Exercise brief - Please convert the part of the items that opens with the line containing "the glasses frame?" and closes with the line containing "[113,130,157,173]" into a numbered list, one line per entry and blank lines left out.

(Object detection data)
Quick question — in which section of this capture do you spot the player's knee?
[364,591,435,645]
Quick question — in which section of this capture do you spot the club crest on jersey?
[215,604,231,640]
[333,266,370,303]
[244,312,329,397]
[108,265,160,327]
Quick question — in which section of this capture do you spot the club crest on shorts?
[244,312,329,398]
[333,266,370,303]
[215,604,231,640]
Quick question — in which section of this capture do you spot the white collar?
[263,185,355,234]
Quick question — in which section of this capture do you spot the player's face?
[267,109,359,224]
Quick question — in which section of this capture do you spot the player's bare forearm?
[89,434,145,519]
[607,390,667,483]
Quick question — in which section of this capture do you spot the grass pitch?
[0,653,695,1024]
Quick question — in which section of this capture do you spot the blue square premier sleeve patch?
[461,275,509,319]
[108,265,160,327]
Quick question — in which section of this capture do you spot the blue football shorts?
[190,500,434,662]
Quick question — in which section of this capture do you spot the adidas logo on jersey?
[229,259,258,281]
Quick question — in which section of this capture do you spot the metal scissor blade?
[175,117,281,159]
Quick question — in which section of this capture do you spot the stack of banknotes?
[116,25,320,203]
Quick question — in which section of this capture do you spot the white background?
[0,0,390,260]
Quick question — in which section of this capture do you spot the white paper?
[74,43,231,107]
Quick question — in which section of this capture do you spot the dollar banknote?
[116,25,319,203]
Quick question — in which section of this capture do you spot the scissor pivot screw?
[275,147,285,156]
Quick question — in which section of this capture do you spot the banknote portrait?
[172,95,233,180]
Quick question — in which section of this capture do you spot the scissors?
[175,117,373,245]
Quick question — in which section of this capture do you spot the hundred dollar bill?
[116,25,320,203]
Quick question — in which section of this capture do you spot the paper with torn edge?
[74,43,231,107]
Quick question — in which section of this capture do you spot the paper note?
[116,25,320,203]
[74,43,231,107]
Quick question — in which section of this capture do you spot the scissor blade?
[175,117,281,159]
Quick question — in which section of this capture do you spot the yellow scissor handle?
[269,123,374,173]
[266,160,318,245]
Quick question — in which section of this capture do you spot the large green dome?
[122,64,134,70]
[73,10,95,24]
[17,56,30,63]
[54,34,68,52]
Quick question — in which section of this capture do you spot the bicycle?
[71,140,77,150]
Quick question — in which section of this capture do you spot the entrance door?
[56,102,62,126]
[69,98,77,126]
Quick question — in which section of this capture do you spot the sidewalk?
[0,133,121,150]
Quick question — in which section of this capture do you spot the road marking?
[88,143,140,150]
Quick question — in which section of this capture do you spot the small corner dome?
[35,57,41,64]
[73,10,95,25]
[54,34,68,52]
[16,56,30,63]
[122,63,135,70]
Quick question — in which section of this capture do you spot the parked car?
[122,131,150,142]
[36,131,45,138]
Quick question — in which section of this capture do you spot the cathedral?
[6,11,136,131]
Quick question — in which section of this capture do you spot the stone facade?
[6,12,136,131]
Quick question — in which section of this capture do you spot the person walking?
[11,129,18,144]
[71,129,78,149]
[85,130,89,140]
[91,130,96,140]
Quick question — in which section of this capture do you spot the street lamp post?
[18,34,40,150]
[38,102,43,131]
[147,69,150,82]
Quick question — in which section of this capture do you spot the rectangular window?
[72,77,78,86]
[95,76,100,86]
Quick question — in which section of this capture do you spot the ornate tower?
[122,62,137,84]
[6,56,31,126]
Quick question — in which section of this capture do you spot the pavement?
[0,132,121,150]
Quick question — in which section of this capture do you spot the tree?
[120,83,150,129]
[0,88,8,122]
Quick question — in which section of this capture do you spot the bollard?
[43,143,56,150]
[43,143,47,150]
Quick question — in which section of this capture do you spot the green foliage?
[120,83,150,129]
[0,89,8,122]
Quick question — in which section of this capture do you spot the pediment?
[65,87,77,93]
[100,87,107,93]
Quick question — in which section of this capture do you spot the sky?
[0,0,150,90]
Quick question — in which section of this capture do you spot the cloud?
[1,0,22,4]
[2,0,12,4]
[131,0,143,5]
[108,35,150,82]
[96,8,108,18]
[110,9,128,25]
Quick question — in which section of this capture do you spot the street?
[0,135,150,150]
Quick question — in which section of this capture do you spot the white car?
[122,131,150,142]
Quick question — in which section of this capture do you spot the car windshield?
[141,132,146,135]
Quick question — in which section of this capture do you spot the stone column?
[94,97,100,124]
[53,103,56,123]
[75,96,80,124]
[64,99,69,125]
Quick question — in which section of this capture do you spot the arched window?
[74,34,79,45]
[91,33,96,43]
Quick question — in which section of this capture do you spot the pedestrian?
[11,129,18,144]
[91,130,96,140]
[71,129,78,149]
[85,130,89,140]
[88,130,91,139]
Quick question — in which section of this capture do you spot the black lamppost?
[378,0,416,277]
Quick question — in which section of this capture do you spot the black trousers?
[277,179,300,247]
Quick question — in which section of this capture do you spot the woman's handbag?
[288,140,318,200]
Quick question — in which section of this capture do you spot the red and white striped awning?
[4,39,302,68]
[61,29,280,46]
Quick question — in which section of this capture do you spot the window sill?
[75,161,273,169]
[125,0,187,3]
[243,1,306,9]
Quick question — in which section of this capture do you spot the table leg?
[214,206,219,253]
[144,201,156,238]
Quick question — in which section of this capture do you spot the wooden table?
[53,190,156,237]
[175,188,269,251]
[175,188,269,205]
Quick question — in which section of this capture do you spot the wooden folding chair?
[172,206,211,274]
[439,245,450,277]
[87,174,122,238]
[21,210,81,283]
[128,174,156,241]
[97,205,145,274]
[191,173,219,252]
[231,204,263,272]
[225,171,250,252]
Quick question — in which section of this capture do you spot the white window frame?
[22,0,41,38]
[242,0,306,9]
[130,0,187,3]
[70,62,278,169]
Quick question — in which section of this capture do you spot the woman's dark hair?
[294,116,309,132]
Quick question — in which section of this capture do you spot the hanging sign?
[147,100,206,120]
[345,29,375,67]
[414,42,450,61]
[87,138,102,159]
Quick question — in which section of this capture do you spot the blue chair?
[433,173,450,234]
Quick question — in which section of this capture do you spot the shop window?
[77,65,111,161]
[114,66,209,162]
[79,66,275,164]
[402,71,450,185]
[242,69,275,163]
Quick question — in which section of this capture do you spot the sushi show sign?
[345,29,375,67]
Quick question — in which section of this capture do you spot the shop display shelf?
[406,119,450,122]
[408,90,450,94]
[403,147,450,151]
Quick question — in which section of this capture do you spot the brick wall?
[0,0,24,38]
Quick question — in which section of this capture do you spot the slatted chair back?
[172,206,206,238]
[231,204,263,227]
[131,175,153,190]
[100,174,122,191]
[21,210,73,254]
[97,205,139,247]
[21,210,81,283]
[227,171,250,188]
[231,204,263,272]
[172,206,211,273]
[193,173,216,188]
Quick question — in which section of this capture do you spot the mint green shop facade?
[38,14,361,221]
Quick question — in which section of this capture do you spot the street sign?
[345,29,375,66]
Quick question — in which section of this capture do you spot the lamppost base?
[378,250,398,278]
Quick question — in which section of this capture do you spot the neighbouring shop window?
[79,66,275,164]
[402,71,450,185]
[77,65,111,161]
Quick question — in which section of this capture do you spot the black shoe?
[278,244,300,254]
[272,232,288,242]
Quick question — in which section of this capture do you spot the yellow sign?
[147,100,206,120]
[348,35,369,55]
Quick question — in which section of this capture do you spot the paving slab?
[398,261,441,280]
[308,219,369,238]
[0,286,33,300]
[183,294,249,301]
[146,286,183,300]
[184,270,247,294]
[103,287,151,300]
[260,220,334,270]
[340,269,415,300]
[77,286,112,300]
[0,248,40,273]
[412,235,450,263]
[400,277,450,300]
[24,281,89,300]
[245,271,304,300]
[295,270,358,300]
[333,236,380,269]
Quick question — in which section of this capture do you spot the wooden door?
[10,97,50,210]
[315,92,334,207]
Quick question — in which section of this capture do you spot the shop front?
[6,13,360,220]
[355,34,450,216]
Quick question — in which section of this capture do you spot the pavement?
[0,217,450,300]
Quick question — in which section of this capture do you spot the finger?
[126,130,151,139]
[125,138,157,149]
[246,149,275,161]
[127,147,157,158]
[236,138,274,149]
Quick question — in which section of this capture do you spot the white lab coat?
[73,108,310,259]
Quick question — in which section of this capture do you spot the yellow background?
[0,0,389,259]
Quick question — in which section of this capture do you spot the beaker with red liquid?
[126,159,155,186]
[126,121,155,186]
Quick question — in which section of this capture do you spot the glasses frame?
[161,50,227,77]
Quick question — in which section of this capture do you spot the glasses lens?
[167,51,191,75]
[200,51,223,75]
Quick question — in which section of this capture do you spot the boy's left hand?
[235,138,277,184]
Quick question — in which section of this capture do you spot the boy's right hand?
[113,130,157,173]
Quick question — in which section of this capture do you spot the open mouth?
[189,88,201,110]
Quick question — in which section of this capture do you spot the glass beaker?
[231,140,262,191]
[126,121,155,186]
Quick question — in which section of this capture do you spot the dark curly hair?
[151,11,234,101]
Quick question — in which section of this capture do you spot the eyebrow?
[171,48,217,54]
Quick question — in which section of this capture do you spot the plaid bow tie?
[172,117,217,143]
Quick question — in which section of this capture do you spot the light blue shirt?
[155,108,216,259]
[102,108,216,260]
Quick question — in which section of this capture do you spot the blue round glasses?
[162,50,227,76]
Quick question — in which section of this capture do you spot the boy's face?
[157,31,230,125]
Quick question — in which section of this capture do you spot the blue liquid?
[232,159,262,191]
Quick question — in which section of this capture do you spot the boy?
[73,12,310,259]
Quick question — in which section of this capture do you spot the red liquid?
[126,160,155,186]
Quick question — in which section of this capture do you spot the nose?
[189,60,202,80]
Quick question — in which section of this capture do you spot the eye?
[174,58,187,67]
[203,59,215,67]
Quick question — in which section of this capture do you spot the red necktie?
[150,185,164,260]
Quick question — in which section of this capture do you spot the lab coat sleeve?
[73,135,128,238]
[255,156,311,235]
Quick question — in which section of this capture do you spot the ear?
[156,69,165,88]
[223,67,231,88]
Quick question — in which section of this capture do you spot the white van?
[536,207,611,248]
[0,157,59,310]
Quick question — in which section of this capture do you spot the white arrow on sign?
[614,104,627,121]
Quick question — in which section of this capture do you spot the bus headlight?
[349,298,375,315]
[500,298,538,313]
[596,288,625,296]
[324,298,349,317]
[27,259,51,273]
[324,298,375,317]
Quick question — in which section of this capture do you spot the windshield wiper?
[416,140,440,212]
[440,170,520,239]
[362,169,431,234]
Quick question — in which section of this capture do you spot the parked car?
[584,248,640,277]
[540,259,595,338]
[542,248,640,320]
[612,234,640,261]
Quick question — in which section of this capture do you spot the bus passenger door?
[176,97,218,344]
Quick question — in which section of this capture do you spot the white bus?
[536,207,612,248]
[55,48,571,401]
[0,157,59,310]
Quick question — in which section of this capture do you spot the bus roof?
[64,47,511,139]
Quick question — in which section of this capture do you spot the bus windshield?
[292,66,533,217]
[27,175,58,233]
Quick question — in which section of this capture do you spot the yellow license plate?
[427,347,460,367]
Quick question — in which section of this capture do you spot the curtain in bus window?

The response -
1. Quick question — in which section of this capture do you spot the glasses frame?
2. [161,50,227,77]
3. Quick question — in which section of this capture do you spot the glasses lens?
4. [167,51,191,75]
5. [200,51,223,75]
6. Quick question — in which section of this capture do you spot the boy's left hand?
7. [235,138,277,184]
8. Quick question — in which section of this capture do you spot the boy's right hand?
9. [113,130,157,173]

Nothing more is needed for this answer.